*WHAT TO DO*
**A)** Using the letter below about the Form S-8 registration, decide whether each statement agrees with it, and answer yes or no with the letter's deciding words in quotation marks: (i) The Company is incorporated in Delaware. (ii) The offering covers up to 1,000,000 shares. (iii) The Registration Statement was filed on March 31, 2011.
**B)** In the letter below about the Form S-8 registration, what is the par value of the Company's common stock?
**C)** Carry the letter about the Huntington Ingalls Form S-8 registration forward, starting after its last sentence.

==== TEXT

4101 Washington Avenue
Newport News, Virginia 23607
Re:Huntington Ingalls Industries, Inc.
Registration Statement on Form S-8
Huntington Ingalls Industries Financial Security and Savings Program
Ladies and Gentlemen:
We have examined the Registration Statement on Form S-8, filed on March 30, 2011 (the “Registration Statement”), of Huntington Ingalls Industries, Inc., a Delaware corporation (the “Company”), filed with the Securities and Exchange Commission (the “Commission”) pursuant to the Securities Act of 1933, as amended (the “Securities Act”), in connection with the offering by the Company, beginning on March 31, 2011, of up to 100,000 shares (the “Shares”) of the Company’s common stock, par value $.01 per share, to eligible employees, including the employees of any subsidiaries designated by the Board of Directors of the Company (the “Board”), pursuant to the Huntington Ingalls Industries Financial Security and Savings Program (the “Plan”).

========
==== DATASET EXCERPTS

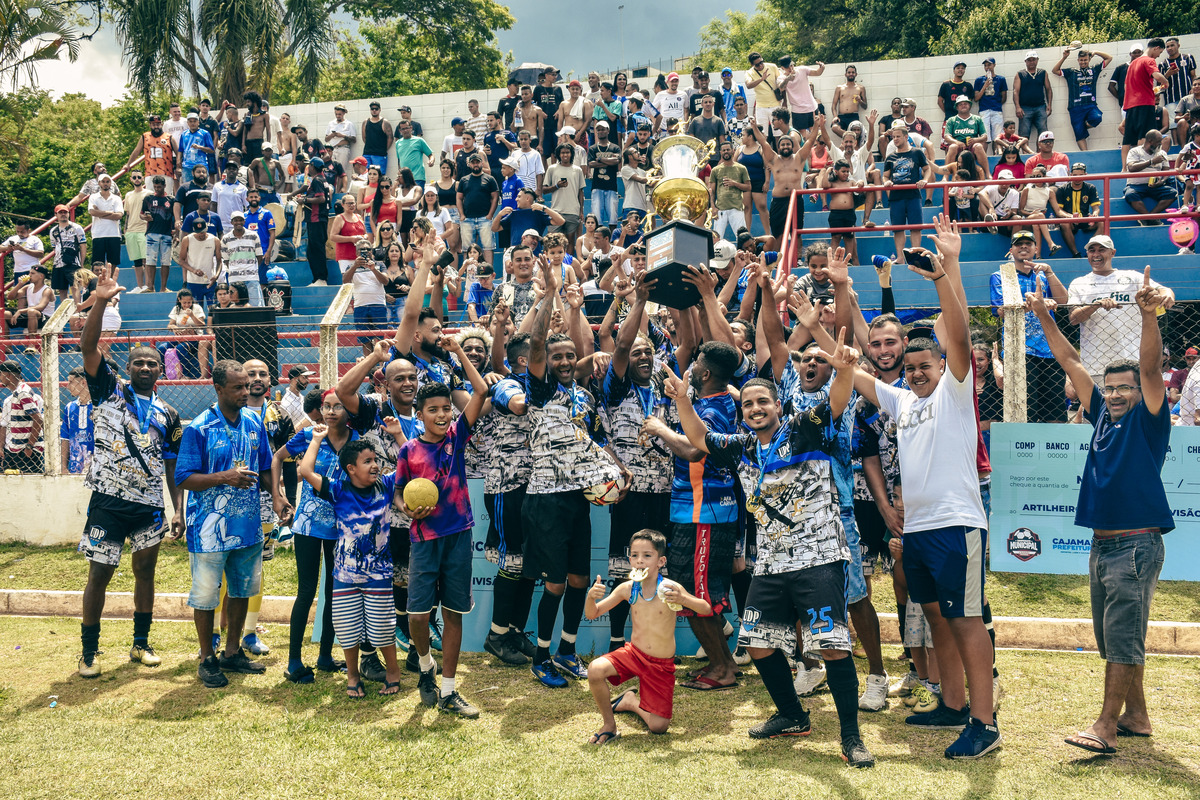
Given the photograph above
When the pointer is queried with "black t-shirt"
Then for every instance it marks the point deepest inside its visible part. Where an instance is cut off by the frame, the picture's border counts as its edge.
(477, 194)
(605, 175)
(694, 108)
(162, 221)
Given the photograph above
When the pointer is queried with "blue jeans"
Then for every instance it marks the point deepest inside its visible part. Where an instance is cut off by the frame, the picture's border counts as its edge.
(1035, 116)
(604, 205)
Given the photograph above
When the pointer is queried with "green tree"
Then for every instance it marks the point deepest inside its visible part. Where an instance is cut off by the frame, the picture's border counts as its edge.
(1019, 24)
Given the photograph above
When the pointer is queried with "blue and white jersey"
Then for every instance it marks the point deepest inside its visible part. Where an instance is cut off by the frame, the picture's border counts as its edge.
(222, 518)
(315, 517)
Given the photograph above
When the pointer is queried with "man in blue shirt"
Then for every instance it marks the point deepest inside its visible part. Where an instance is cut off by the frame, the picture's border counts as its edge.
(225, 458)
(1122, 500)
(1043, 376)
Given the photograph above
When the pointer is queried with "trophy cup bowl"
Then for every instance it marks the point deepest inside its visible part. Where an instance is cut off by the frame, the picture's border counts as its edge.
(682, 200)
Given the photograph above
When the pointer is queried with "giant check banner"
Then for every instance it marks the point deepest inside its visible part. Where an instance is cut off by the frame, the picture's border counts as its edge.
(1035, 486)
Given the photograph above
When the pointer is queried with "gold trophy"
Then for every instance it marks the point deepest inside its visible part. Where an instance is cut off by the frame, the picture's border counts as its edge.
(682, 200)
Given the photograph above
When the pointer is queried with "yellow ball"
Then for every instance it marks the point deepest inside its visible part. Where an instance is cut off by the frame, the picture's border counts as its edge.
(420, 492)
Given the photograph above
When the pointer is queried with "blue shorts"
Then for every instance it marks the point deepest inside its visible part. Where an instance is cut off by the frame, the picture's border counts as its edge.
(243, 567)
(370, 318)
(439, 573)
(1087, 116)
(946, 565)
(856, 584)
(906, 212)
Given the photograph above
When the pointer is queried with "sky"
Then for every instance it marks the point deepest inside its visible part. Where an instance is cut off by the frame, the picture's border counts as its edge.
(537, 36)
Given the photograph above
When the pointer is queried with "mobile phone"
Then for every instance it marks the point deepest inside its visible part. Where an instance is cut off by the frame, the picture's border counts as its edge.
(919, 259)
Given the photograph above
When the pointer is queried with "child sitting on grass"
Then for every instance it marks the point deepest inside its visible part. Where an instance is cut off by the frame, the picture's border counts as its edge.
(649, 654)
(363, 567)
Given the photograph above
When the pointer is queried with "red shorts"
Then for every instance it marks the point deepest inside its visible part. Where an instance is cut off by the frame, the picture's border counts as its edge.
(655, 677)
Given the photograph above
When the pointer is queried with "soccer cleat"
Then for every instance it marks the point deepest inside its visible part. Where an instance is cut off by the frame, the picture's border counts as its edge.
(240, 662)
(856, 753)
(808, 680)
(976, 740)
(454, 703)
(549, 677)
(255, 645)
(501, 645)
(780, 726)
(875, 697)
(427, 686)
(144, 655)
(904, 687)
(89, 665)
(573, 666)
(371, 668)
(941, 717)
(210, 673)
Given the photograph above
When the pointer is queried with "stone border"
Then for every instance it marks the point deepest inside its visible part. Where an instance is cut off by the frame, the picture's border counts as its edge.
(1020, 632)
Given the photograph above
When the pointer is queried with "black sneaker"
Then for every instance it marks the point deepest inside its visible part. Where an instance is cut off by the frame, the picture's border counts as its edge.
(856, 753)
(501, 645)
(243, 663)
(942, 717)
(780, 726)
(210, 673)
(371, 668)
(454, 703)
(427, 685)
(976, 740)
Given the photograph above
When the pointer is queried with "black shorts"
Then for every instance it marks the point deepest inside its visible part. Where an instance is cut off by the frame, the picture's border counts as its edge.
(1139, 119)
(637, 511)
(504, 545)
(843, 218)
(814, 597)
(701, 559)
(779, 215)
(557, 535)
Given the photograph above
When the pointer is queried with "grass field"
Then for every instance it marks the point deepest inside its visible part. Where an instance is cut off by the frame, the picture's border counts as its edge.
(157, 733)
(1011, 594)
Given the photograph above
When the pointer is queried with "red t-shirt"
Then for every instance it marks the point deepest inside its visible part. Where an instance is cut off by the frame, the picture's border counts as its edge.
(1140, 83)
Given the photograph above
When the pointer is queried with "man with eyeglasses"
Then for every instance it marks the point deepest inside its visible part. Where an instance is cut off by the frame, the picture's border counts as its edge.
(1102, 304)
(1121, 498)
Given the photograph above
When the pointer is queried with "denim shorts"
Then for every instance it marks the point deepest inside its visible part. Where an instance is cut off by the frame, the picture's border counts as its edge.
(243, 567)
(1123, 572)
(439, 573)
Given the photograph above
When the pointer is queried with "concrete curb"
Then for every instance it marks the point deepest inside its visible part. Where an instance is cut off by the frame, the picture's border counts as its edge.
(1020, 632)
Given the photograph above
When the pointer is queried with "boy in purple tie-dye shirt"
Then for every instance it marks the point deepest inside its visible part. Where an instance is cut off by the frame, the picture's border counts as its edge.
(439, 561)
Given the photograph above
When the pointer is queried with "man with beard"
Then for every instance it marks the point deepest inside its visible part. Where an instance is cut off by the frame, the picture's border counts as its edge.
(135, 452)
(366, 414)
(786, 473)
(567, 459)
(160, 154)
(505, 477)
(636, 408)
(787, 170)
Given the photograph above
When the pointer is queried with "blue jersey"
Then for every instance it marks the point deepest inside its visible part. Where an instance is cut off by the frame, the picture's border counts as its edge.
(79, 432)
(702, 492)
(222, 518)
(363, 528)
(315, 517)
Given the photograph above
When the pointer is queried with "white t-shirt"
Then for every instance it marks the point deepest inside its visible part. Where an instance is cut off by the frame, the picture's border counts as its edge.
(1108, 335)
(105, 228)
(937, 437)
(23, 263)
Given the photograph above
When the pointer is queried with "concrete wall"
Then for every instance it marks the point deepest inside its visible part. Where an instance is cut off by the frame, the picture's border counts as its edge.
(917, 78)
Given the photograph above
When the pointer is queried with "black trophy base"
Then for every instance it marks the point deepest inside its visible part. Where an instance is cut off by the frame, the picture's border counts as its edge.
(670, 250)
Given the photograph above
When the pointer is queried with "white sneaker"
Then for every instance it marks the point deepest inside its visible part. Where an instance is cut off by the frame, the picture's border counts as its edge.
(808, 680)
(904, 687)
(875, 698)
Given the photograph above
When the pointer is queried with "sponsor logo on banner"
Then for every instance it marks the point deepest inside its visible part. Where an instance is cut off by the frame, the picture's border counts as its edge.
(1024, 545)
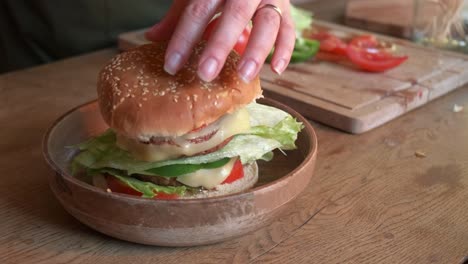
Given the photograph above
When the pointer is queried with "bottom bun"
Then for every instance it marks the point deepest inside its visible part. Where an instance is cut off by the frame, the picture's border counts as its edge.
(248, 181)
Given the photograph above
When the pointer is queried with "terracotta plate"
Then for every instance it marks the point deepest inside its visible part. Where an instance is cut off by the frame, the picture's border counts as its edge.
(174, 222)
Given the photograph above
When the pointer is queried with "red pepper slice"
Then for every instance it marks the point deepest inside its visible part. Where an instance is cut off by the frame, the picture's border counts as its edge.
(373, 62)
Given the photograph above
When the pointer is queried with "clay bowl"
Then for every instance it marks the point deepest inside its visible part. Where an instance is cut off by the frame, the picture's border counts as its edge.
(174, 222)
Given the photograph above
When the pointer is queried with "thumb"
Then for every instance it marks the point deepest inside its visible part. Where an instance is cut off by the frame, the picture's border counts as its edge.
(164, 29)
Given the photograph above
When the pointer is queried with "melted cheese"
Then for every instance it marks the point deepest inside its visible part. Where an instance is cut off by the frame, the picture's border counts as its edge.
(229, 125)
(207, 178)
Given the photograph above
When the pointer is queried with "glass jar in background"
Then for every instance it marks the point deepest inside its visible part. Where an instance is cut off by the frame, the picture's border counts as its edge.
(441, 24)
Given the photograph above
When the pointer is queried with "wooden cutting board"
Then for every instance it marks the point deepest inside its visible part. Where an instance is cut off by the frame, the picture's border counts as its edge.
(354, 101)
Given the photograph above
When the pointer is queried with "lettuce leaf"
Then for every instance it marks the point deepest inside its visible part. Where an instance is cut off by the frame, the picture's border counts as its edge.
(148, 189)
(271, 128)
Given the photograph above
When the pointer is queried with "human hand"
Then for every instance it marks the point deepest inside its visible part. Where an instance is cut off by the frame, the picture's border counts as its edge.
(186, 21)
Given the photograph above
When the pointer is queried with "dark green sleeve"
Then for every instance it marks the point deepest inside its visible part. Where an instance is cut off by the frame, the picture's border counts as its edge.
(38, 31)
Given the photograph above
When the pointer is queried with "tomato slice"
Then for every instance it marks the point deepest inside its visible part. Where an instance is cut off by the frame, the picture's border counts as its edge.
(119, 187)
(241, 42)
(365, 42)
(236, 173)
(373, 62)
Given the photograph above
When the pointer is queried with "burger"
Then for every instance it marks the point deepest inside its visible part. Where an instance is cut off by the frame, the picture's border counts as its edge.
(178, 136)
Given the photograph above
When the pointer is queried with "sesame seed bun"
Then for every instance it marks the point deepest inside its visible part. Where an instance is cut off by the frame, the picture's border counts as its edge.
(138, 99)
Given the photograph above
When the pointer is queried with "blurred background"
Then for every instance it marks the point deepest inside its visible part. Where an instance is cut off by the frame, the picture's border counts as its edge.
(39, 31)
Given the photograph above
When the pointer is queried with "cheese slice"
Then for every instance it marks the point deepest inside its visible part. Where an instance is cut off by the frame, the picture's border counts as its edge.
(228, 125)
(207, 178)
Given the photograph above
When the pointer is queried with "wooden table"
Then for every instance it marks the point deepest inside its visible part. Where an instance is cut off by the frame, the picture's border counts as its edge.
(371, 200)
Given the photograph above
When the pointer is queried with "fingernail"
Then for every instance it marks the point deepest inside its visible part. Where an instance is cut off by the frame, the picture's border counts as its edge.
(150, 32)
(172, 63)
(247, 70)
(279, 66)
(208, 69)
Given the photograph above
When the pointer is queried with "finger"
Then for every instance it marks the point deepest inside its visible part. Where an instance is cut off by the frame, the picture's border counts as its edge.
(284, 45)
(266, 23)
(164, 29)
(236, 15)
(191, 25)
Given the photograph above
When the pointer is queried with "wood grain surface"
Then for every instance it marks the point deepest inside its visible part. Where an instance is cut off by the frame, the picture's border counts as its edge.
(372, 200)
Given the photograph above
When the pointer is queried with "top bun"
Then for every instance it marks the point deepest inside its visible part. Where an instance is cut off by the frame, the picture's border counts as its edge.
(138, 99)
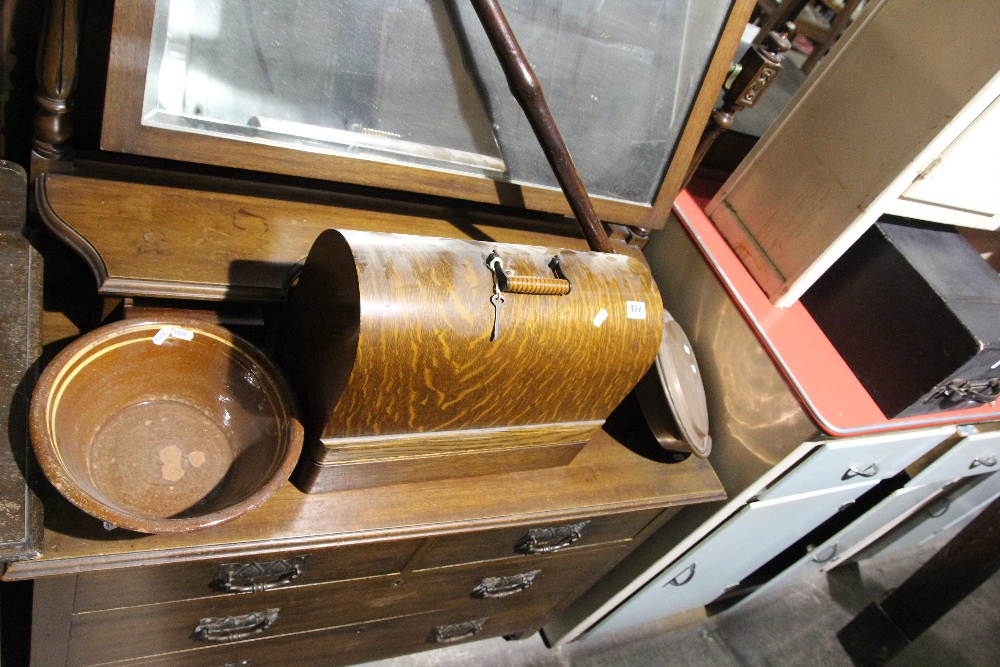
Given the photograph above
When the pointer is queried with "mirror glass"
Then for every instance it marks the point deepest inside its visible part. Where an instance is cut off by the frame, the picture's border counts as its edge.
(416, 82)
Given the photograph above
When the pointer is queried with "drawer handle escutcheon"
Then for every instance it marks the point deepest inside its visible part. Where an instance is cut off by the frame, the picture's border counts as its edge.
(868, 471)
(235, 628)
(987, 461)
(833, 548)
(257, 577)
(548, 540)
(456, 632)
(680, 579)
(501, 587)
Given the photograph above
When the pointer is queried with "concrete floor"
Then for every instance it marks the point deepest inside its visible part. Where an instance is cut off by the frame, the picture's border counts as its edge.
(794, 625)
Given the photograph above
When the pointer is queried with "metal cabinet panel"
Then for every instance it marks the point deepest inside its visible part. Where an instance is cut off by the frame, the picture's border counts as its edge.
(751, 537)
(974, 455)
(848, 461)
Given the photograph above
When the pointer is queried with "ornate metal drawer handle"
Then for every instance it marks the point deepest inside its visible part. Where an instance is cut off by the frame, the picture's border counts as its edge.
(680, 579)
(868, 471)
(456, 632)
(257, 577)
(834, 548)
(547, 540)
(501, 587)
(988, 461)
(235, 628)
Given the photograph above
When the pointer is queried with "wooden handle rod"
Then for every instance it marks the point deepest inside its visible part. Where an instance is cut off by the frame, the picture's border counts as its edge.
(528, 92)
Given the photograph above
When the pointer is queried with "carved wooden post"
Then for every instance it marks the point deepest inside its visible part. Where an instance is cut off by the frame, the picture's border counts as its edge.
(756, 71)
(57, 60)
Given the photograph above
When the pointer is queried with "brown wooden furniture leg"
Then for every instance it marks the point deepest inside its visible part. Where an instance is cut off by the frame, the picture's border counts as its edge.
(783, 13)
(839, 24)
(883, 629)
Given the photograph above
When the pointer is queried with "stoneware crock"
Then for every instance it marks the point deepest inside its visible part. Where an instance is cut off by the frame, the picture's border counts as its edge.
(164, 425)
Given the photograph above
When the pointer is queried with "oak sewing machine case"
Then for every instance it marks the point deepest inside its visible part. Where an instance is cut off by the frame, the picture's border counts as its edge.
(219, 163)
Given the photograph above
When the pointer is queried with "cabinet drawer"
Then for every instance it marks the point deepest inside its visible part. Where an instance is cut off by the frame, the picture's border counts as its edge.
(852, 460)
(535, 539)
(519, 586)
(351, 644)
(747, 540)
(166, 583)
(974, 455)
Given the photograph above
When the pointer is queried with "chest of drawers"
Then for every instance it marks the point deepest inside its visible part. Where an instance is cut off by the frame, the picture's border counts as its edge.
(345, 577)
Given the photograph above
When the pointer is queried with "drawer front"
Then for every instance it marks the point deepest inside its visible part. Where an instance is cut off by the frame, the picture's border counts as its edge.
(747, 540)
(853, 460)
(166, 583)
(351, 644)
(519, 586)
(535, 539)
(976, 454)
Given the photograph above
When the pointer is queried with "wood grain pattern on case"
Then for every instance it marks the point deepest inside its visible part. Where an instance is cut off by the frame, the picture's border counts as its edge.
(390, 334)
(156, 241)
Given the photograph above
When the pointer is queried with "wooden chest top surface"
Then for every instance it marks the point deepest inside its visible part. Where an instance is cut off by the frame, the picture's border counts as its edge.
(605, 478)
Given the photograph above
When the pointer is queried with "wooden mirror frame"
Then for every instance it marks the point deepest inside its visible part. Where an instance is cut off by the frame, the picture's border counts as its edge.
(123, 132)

========

*PER-TASK ANSWERS*
**A)**
(i) Yes: "a Delaware corporation"
(ii) No: "of up to 100,000 shares"
(iii) No: "filed on March 30, 2011"

**B)** The par value is $.01 per share.

**C)**
In addition to examining the Registration Statement and the Plan, we have examined the originals, or photostatic or certified copies, of such records of the Company and certificates of officers of the Company and of public officials and such other documents as we have deemed relevant and necessary as the basis for the opinions set forth below. In our examination, we have assumed the genuineness of all signatures, the legal capacity and competency of all natural persons, the authenticity of all documents submitted to us as originals and the conformity to original documents of all documents submitted to us as copies. We have also assumed that there are no agreements or understandings between or among the Company and any participants in the Plan that would expand, modify or otherwise affect the terms of the Plan or the respective rights or obligations of the participants thereunder. Finally, we have assumed the accuracy of all other information provided to us by the Company during the course of our investigations, on which we have relied in issuing the opinion expressed below.
Based upon the foregoing examination and in reliance thereon, and subject to the assumptions stated and in reliance on statements of fact contained in the documents that we have examined, we are of the opinion that the Shares, when issued and sold in accordance with the terms set forth in the Plan and against payment therefor, will be validly issued, fully paid and non-assessable.
Huntington Ingalls Industries, Inc.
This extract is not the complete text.